Given request = Reproduce the data between the lines holding "Pass-network tagging: label the photo" and "[(12, 252), (348, 117), (96, 131), (28, 151)]", inclusive, changing "black jacket" to "dark coat" and leaving everything else as it stands.

-- START OF Records to use --

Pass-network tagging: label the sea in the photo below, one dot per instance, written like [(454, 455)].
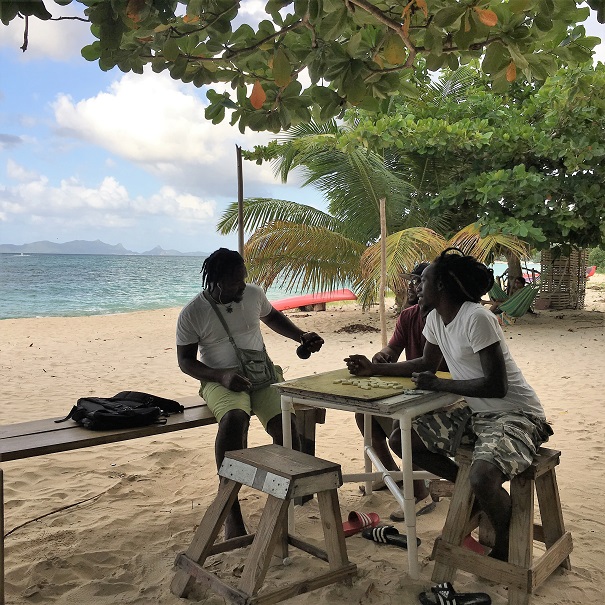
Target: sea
[(70, 285)]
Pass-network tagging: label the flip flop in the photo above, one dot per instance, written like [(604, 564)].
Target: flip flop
[(444, 594), (398, 516), (387, 534), (358, 521)]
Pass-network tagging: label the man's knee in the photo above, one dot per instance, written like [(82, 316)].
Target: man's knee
[(485, 477), (234, 422)]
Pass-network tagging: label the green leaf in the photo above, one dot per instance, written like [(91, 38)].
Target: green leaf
[(171, 49), (282, 71), (448, 16), (92, 52)]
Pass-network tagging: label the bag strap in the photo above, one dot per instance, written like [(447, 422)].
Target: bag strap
[(222, 319)]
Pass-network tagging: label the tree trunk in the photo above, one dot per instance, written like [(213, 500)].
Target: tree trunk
[(514, 270), (383, 271)]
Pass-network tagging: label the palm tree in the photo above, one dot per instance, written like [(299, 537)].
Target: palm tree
[(309, 249)]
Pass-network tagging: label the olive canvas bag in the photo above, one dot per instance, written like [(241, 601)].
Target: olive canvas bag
[(256, 366)]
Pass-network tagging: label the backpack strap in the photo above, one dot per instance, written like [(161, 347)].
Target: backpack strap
[(222, 319)]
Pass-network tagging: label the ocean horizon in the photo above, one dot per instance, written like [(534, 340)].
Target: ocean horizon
[(72, 285)]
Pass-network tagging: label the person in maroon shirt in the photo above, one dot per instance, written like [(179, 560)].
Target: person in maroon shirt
[(406, 337)]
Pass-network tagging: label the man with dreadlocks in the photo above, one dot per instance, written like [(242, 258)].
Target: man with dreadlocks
[(230, 395), (502, 417)]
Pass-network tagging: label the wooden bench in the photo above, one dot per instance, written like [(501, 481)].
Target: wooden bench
[(42, 437)]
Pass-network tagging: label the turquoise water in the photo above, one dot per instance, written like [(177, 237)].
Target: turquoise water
[(67, 285)]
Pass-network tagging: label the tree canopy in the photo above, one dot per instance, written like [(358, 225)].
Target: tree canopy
[(312, 59), (531, 163)]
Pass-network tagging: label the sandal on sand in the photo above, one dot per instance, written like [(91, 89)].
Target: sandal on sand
[(387, 534), (398, 516), (358, 521), (444, 594)]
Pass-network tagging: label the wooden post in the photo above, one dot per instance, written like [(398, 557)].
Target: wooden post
[(383, 271), (240, 201)]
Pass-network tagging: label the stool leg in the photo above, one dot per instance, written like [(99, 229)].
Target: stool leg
[(550, 510), (269, 531), (331, 521), (206, 534), (521, 534), (458, 516)]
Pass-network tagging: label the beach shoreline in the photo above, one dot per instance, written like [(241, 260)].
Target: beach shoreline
[(140, 500)]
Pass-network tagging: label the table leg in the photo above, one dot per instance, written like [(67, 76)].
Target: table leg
[(286, 419), (409, 502), (367, 443)]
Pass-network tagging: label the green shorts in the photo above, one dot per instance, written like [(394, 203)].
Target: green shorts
[(508, 440), (265, 403)]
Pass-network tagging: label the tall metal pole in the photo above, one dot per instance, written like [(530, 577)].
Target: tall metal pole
[(383, 271), (240, 202)]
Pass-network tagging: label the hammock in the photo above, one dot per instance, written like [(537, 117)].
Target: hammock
[(518, 304)]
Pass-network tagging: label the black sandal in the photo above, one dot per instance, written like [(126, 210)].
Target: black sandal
[(444, 594)]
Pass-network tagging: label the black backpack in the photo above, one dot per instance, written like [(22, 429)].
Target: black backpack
[(125, 410)]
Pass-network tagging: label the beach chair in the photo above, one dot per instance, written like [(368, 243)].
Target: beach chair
[(518, 304)]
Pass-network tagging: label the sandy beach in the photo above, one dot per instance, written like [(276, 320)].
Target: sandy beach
[(141, 500)]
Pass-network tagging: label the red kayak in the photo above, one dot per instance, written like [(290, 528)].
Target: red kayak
[(313, 299)]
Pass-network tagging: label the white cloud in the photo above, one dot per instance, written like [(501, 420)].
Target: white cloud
[(109, 204), (159, 124), (19, 173)]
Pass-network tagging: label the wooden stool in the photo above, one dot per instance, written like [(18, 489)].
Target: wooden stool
[(282, 474), (521, 573)]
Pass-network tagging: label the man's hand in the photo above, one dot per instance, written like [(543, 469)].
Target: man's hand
[(233, 381), (427, 381), (312, 341), (382, 357), (359, 365)]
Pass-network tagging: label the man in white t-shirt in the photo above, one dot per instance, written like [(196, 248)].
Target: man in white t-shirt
[(228, 392), (502, 418)]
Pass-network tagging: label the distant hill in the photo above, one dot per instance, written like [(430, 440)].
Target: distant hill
[(87, 247)]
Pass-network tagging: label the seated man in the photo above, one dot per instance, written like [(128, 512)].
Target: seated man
[(502, 418), (407, 337), (229, 392)]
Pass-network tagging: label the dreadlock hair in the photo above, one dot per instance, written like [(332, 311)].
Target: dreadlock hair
[(463, 277), (219, 263)]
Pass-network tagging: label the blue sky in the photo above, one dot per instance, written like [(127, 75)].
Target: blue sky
[(123, 158)]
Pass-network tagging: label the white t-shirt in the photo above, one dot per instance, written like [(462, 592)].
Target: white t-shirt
[(198, 323), (474, 328)]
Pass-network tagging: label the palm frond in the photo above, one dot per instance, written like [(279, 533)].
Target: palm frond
[(486, 249), (260, 211), (404, 250), (302, 257)]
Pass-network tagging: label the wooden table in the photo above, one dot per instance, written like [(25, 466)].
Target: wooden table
[(403, 403)]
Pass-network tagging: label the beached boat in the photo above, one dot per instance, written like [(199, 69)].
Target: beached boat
[(313, 299)]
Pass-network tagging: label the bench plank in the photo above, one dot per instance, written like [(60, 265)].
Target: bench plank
[(40, 437)]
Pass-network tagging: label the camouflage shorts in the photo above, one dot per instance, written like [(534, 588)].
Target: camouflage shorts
[(509, 440)]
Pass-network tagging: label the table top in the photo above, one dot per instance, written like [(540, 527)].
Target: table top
[(376, 393)]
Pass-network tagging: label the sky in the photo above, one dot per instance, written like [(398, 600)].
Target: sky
[(124, 158)]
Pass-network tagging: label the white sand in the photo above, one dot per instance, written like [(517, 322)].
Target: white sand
[(146, 496)]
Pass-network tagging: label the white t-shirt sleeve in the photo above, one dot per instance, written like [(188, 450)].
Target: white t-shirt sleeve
[(483, 330), (186, 333), (429, 328)]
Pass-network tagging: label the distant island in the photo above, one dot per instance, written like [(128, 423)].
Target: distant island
[(87, 247)]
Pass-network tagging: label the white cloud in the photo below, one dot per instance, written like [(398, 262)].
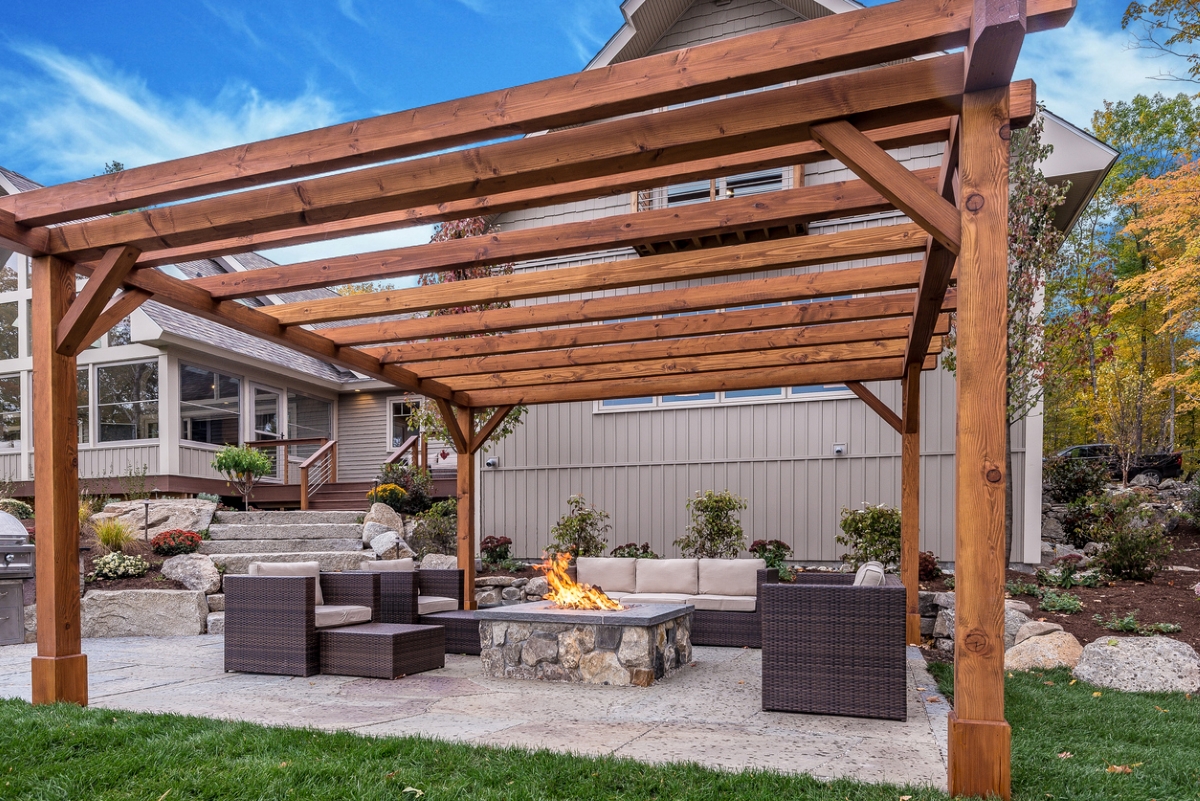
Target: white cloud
[(1079, 67), (66, 116)]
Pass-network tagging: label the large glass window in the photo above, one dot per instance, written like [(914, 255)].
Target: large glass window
[(127, 402), (210, 405), (10, 411)]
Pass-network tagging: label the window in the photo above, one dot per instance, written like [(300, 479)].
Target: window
[(10, 411), (400, 422), (210, 405), (82, 413), (10, 333), (127, 402)]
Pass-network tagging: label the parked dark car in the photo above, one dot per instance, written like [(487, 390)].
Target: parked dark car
[(1155, 467)]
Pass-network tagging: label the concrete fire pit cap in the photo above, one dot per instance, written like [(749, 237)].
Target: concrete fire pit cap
[(545, 612)]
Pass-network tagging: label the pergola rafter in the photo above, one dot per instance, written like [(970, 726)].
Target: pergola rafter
[(627, 127)]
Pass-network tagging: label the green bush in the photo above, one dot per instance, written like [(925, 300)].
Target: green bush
[(871, 534), (118, 565), (113, 534), (417, 483), (634, 550), (581, 531), (437, 530), (714, 530), (19, 510), (1133, 553), (1068, 480)]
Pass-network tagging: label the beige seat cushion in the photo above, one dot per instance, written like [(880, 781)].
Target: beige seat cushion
[(730, 576), (389, 566), (291, 568), (724, 602), (657, 597), (667, 576), (609, 573), (427, 604), (331, 615), (870, 574)]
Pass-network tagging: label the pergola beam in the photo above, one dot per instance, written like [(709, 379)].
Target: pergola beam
[(797, 252), (817, 47)]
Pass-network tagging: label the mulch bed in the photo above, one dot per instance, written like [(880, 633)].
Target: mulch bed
[(151, 580), (1169, 598)]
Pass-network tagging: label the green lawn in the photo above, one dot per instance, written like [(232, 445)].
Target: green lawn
[(67, 753)]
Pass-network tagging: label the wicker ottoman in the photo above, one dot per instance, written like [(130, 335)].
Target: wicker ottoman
[(462, 630), (382, 650)]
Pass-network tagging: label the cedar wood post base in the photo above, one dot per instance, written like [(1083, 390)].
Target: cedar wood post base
[(981, 758), (60, 679)]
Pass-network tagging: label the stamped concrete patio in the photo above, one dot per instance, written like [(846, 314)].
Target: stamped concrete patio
[(709, 712)]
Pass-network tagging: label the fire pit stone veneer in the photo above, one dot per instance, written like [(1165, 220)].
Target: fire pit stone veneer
[(635, 645)]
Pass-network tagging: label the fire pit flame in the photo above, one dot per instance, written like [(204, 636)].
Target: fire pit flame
[(568, 594)]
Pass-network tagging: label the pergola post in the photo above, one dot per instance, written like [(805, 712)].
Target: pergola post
[(60, 669), (465, 417), (979, 738), (910, 501)]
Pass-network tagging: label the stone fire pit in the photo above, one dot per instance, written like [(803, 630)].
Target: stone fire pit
[(636, 645)]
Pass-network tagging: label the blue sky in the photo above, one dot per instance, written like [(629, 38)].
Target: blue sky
[(139, 82)]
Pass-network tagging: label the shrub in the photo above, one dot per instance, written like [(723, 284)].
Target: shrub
[(1133, 553), (19, 510), (634, 550), (118, 565), (495, 549), (714, 530), (928, 568), (581, 531), (871, 534), (417, 483), (1068, 480), (774, 553), (174, 542), (437, 530), (1065, 602), (113, 534)]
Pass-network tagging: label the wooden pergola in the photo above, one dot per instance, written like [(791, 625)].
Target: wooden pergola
[(846, 86)]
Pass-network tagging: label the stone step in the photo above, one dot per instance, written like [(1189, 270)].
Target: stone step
[(281, 518), (277, 546), (330, 560), (286, 531)]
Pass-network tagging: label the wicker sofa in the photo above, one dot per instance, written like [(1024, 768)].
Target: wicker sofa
[(725, 591), (273, 620), (832, 648)]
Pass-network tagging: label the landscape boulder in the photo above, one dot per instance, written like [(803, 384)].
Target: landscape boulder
[(1054, 650), (193, 571), (143, 613), (166, 515), (1151, 664)]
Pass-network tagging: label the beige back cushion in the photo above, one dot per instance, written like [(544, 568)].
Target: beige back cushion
[(667, 576), (389, 566), (730, 576), (869, 574), (609, 573), (289, 568)]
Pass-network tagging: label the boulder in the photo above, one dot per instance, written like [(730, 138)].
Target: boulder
[(385, 516), (1054, 650), (439, 561), (1151, 664), (195, 571), (165, 515), (143, 613), (1036, 628), (388, 546)]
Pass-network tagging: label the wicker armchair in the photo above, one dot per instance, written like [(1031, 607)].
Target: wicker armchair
[(732, 628), (829, 648), (270, 620)]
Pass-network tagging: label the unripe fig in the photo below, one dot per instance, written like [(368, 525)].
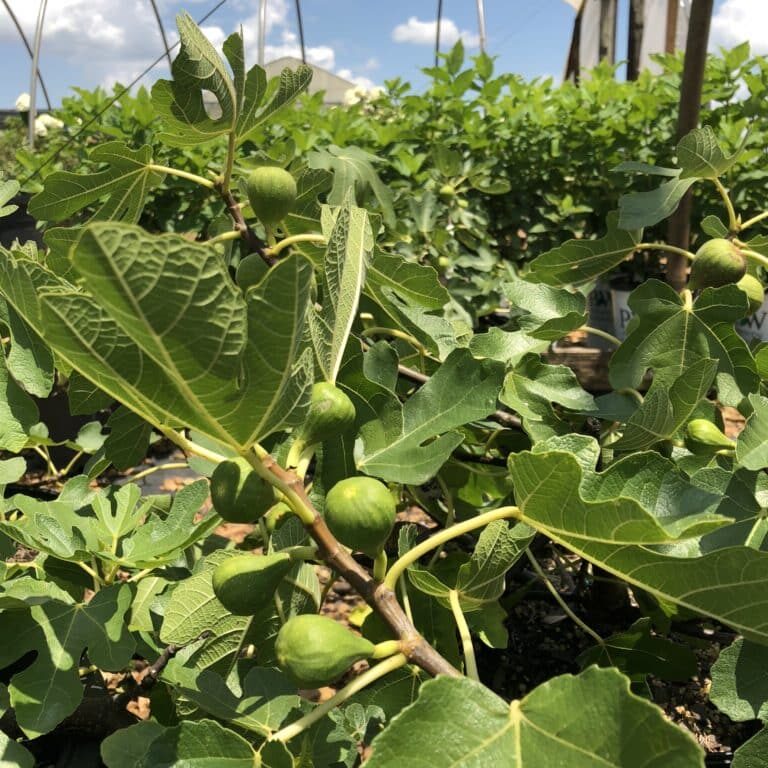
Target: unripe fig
[(360, 513), (245, 584), (238, 494), (331, 413), (271, 193), (703, 437), (754, 290), (315, 650), (718, 262)]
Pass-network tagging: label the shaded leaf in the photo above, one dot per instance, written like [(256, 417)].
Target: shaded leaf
[(740, 681), (125, 183), (408, 443), (669, 337), (638, 653), (50, 689), (667, 407), (580, 261), (610, 726), (353, 170), (350, 243)]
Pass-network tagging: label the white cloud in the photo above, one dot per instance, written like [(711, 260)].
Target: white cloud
[(739, 20), (320, 55), (423, 33), (109, 41), (364, 83)]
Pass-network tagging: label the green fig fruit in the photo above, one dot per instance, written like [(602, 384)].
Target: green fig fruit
[(315, 650), (702, 437), (271, 193), (331, 413), (718, 262), (245, 584), (238, 494), (360, 513), (754, 290)]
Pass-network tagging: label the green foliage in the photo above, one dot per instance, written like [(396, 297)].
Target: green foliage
[(238, 494), (335, 362)]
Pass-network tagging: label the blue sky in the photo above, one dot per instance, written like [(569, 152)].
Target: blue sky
[(98, 42)]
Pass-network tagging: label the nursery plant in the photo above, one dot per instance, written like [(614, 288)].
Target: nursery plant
[(318, 381)]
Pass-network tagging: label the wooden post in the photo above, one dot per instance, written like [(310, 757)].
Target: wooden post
[(635, 38), (679, 227), (572, 64), (608, 30)]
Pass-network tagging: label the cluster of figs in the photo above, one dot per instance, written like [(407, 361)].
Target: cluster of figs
[(360, 511)]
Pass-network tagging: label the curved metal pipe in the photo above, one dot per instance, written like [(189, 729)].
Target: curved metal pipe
[(33, 84), (29, 50)]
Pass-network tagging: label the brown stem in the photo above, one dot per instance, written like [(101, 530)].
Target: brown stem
[(500, 417), (380, 598), (254, 243)]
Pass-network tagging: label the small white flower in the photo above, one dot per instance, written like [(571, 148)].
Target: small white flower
[(50, 122), (361, 93)]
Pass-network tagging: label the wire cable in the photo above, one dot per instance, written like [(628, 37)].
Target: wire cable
[(29, 49), (437, 30), (115, 98), (162, 31)]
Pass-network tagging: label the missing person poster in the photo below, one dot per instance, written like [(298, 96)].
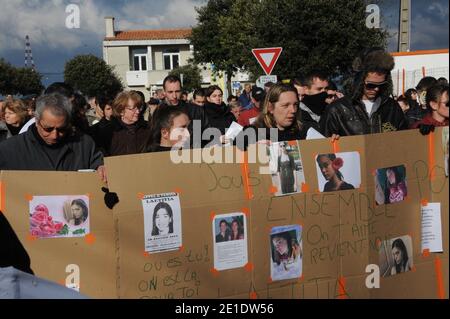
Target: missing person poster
[(162, 222), (390, 185), (59, 216), (396, 256), (286, 252), (338, 171), (230, 241)]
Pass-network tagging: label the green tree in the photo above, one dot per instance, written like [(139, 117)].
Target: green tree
[(322, 35), (206, 38), (192, 78), (92, 76), (20, 81)]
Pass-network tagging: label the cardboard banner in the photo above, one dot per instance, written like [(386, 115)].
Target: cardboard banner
[(275, 227)]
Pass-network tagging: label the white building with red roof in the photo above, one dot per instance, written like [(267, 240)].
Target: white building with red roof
[(143, 58)]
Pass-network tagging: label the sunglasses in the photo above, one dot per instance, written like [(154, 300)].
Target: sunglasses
[(373, 86), (59, 130)]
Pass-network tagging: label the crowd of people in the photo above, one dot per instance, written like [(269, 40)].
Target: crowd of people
[(61, 130)]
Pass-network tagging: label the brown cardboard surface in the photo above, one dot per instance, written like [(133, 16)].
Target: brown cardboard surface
[(341, 230), (49, 257), (319, 236), (420, 283), (155, 173)]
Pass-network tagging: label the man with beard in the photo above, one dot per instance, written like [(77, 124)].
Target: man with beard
[(172, 93), (369, 108), (313, 102)]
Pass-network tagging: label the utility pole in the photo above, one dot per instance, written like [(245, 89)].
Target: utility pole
[(28, 54), (404, 38)]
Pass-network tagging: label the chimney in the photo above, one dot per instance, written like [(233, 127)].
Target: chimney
[(109, 22)]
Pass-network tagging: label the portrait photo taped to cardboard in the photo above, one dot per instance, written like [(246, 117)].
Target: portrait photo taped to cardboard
[(390, 185), (230, 241), (286, 167), (286, 252), (396, 256), (162, 222), (338, 172), (59, 216)]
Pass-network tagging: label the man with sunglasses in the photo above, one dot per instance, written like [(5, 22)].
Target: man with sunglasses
[(437, 101), (51, 144), (370, 108)]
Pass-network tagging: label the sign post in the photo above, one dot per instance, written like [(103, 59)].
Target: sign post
[(267, 58)]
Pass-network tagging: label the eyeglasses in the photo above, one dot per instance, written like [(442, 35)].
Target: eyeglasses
[(135, 108), (373, 86), (324, 165), (59, 130)]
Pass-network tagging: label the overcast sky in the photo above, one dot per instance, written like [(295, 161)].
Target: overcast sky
[(53, 44)]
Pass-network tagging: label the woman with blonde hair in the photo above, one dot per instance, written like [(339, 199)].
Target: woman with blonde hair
[(279, 119)]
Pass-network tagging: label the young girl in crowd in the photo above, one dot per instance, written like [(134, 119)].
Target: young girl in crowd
[(169, 129)]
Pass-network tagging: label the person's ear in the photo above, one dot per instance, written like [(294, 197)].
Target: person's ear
[(434, 105)]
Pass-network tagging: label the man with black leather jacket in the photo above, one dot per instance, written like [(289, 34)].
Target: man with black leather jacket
[(370, 108)]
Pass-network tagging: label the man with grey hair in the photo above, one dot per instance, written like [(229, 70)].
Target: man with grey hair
[(51, 144)]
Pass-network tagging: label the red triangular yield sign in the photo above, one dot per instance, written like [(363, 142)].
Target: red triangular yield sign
[(267, 58)]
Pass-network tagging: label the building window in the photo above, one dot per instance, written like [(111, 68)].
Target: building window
[(139, 59), (171, 59)]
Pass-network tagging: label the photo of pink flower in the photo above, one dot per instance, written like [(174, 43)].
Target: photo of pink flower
[(42, 224)]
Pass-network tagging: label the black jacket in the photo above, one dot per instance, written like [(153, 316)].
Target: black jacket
[(12, 252), (348, 117), (96, 131), (28, 151)]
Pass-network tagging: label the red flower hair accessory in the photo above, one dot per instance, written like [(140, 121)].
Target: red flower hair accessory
[(337, 163)]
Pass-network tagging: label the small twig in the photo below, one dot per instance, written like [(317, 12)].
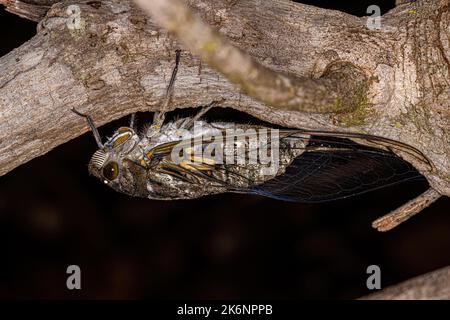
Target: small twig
[(342, 89), (408, 210), (431, 286)]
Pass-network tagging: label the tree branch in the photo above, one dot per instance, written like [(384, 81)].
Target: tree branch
[(108, 59), (341, 88), (431, 286), (33, 10)]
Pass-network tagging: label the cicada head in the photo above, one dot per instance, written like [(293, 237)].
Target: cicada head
[(116, 163)]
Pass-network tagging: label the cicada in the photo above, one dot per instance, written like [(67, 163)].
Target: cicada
[(189, 158)]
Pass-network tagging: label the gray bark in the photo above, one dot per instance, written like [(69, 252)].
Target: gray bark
[(113, 60)]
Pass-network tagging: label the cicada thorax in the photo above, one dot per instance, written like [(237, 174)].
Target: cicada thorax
[(117, 163), (215, 158)]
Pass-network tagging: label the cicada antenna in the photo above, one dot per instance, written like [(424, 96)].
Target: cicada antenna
[(158, 119), (91, 125)]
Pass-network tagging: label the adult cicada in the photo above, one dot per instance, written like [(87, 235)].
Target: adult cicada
[(188, 158)]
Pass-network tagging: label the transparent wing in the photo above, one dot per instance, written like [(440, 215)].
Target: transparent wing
[(333, 169), (329, 168)]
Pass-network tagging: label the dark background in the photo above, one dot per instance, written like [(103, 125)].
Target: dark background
[(53, 214)]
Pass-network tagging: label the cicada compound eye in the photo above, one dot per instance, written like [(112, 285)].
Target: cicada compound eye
[(111, 170)]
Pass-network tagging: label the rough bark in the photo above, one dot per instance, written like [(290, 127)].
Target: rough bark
[(109, 59), (431, 286), (114, 60)]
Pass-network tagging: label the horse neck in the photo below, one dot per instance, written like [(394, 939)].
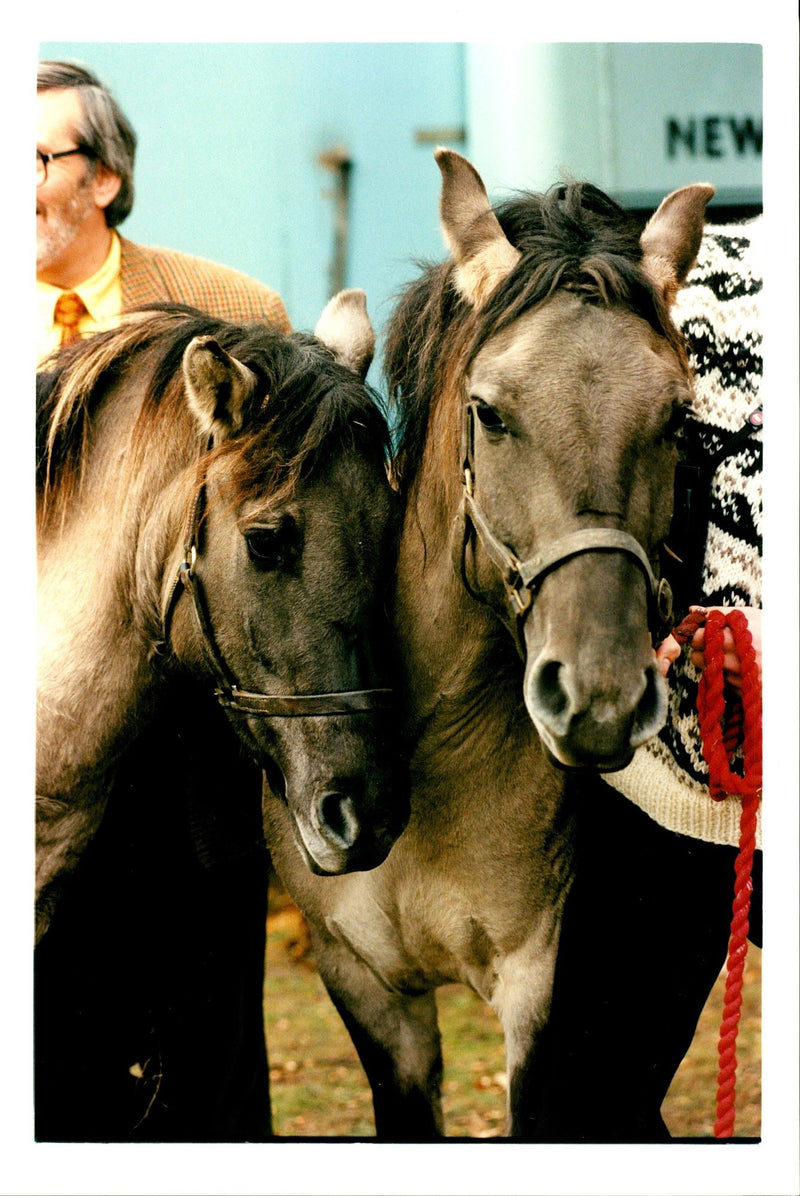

-- END OF Records to use --

Full response =
Pass-network tagging: label the photo of pink flower in the photo above, one dot per instance, written like [(174, 43)].
Target: photo of pink flower
[(42, 224)]
Pass-network tagging: label the dark coat in the photo above, one dot per instance, written like [(153, 316)].
Target: dark coat
[(12, 252), (348, 117), (96, 131), (28, 151)]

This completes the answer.